--- DATA FOR THE TASK ---
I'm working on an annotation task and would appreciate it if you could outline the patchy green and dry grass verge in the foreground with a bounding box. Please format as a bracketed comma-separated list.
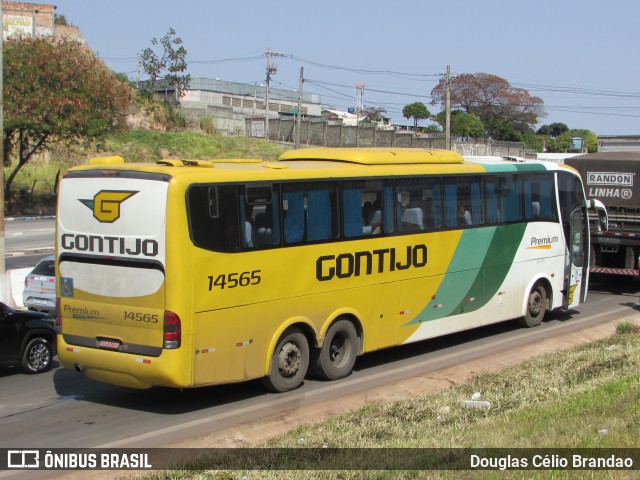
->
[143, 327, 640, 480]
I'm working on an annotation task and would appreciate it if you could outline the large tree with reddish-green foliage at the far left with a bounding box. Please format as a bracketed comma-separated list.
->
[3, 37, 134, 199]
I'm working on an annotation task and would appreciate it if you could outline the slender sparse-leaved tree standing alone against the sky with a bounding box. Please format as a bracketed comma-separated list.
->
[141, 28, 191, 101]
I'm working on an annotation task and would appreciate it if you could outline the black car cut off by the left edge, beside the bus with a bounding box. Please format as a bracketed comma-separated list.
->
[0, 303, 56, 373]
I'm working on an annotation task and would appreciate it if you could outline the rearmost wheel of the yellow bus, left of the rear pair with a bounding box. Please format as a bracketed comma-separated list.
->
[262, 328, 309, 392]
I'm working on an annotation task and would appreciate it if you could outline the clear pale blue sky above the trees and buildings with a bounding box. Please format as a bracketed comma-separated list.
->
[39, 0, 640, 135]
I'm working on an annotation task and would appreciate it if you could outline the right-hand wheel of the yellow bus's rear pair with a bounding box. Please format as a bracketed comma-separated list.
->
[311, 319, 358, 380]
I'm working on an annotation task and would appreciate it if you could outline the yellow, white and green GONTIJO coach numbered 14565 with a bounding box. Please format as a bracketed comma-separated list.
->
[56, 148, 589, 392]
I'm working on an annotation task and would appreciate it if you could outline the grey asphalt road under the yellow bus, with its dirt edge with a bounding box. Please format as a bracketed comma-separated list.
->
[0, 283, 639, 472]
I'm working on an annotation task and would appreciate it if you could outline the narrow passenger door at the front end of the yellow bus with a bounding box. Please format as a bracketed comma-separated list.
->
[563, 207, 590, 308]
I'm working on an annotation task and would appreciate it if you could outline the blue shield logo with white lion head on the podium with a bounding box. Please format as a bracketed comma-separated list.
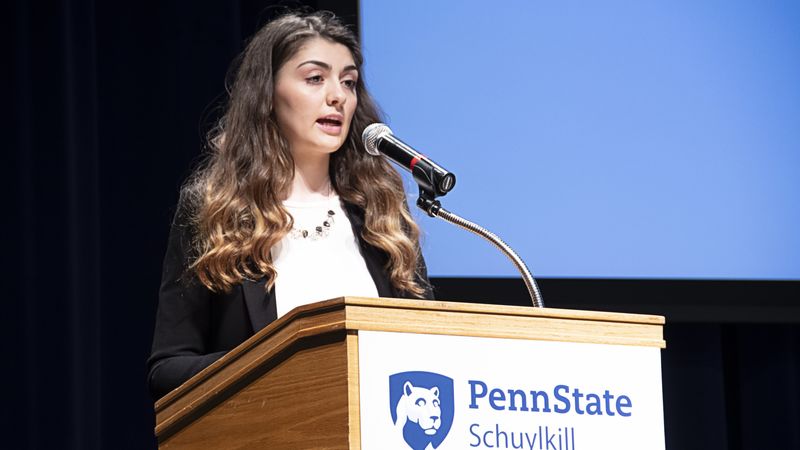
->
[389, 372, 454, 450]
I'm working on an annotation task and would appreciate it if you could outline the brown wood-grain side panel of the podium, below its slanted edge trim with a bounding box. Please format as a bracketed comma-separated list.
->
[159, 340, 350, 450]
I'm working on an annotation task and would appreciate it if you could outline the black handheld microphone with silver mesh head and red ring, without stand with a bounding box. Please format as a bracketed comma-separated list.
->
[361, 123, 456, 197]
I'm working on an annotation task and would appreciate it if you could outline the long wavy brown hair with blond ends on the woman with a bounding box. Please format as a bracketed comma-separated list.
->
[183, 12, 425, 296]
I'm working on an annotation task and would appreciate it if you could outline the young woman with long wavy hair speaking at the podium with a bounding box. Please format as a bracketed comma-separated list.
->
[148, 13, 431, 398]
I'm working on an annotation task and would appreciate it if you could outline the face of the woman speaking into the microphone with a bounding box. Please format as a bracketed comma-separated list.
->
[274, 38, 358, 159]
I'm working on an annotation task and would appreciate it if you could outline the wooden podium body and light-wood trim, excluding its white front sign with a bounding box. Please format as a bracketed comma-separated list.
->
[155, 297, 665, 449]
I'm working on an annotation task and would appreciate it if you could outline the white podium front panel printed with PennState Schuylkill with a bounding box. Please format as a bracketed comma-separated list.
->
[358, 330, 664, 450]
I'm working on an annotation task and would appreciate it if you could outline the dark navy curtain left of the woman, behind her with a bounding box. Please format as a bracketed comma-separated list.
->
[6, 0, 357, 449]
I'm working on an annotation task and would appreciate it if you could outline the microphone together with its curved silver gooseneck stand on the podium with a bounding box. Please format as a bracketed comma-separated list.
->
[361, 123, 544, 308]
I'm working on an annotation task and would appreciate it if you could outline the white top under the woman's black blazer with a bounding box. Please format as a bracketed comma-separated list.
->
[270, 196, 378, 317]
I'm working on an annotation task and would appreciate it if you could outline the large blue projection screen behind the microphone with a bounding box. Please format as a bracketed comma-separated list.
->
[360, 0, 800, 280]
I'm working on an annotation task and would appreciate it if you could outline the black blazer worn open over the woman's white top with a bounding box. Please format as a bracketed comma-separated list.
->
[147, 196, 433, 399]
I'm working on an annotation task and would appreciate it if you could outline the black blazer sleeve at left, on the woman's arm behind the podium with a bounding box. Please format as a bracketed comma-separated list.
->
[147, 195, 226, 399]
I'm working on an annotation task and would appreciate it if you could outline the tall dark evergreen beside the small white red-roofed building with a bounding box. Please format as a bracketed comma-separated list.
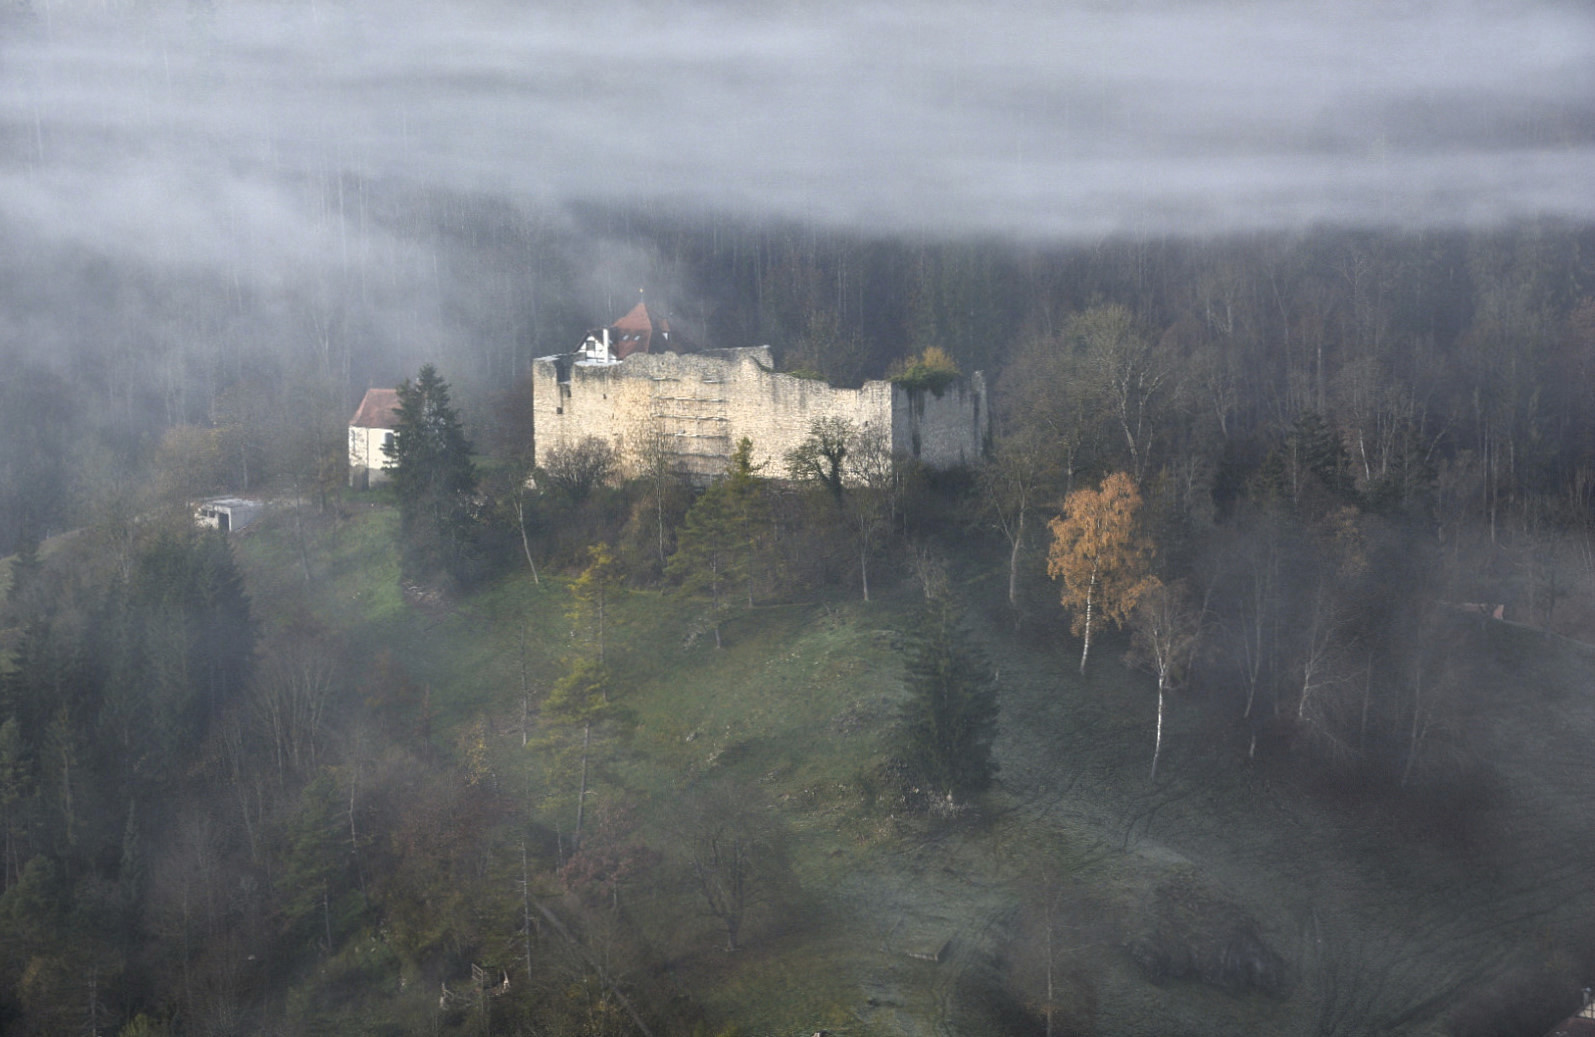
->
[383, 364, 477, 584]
---
PROBLEM: Set the records down again exactly, with no pictures.

RESULT OF THE TASK:
I'm working on an annotation task and would appreciate it if you could outline the patchy green and dry grass verge in the foreground with a bounding box. Please format as a bracketed comma-separated list.
->
[143, 327, 640, 480]
I'm working on an annotation task and would appreciate it if you could outline the large tree with reddish-green foliage at the far left with a bounding box. Please format as a bracketed comma-separated list.
->
[3, 37, 134, 199]
I'm working on an annotation task and would appreciate it if you could outline the slender sparse-leaved tree standing alone against the sky with a bounding box. Please format as a bracketed comma-separated list.
->
[141, 28, 191, 101]
I'm working on an annotation task and would appreciate it if you could outline the black car cut off by the left edge, beside the bus with a bounding box. Please format as a bracketed comma-separated list.
->
[0, 303, 56, 373]
I'm working on an annotation task and would appreciate it if you could outline the rearmost wheel of the yellow bus, left of the rear pair with a bounding box. Please format as a bracketed comma-separated list.
->
[262, 328, 309, 392]
I'm working on an annotation task and would appreciate it if you could outline the clear pale blue sky above the trees and buildings with a bounding box. Please format as a bracketed comma-separated list.
->
[39, 0, 640, 135]
I'm working on an annotation task and would appreciate it if you could outline the right-hand wheel of the yellow bus's rear pair with a bounding box. Please format as a bracketed comma-separated list.
->
[311, 319, 358, 380]
I'm working on an annotation task and would appreciate it if you could outline the yellow, white and green GONTIJO coach numbered 14565 with a bounding box. Please format as a bracketed comma-separated list.
->
[56, 148, 589, 392]
I'm working on an annotation task and would appreciate it if you could outline the grey asphalt road under the yellow bus, with its dirt edge with a bounding box. Please format as a bracketed comma-separated list.
->
[0, 283, 639, 472]
I'm working on an annotation task and would appreciate it if you could outline the narrow passenger door at the front end of the yellow bus with a bounding box. Please format as a bracketed comma-separated list.
->
[563, 207, 590, 308]
I'm working on an annotation task and would appreciate it if you could outline the blue shield logo with white lion head on the podium with a bounding box. Please format as a bracketed comma-separated list.
->
[389, 372, 454, 450]
I'm working on an annotation task and would appreciate it if you could outline the brown wood-grain side panel of the podium, below its slanted edge trim with a bounding box. Please format as a bracketed comma-separated list.
->
[159, 340, 350, 450]
I'm working on an annotation task and would appreciate it if you could outline the black handheld microphone with silver mesh head and red ring, without stand with a bounding box. Please format as a bracketed comma-separated list.
->
[361, 123, 456, 197]
I'm working on an annotation task and would appreciate it if you could outline the long wavy brown hair with blond ends on the woman with a bounding box. Please format as a bracketed comma-separated list.
->
[183, 12, 425, 296]
I'm working on an annotation task and would appreciate it if you could outline the young woman with long wavy hair speaking at the podium with a bounding box. Please format as a bracketed comma-separated list.
->
[148, 13, 431, 398]
I'm working on an annotation task and would appreciate it if you could outline the face of the woman speaking into the microphone with a bounding box. Please format as a bracketed comma-separated list.
->
[274, 38, 358, 159]
I'm working on an annotation task and would appreciate it if you could outline the wooden podium body and light-wood trim, excluding its white front sign with a bounding box. Please format as a bracketed comma-separated list.
->
[155, 297, 665, 449]
I'm working on an annotation task and would appreciate it if you could outline the white podium front panel printed with PennState Schuylkill with a bounding box. Please format as a bracketed comma-separated list.
->
[358, 330, 664, 450]
I'm working on an annotation task and would appreciate it if you could outline the dark navy curtain left of the woman, behind her with a bounding box. Please format as a bracketed comma-separated list.
->
[6, 0, 357, 449]
I'm working on an annotation task and would appreciate it if you could outline the microphone together with its curved silver gooseneck stand on the podium with a bounding box. Please format as a bracketed comma-separated list.
->
[361, 123, 544, 308]
I'm working on an annotation task and would appreciate it if you could outline the white top under the woman's black blazer with a bounding box. Please format as a bracketed comma-separated list.
->
[270, 196, 378, 317]
I'm working on an annotation task and would appreciate it if you could outline the large blue projection screen behind the microphone with a bounding box. Please format as a bracketed comma-separated list.
->
[360, 0, 800, 280]
I'm working on an annotation task and would appreciate it if you could outline the black blazer worn open over the woman's white top with a bounding box. Please format as a bracketed comma-separated list.
->
[147, 196, 433, 399]
I'm working on an annotation task and would appreciate it if you could outline the black blazer sleeve at left, on the woman's arm behind the podium with a bounding box. Please format as a bracketed comma-separated list.
->
[147, 195, 226, 399]
I'm working on an annotation task and would appreciate it if you could outline the tall dark evergreen beside the small white red-roofed building with a bounding box. Please format as a bracketed comma-separated list.
->
[383, 364, 477, 584]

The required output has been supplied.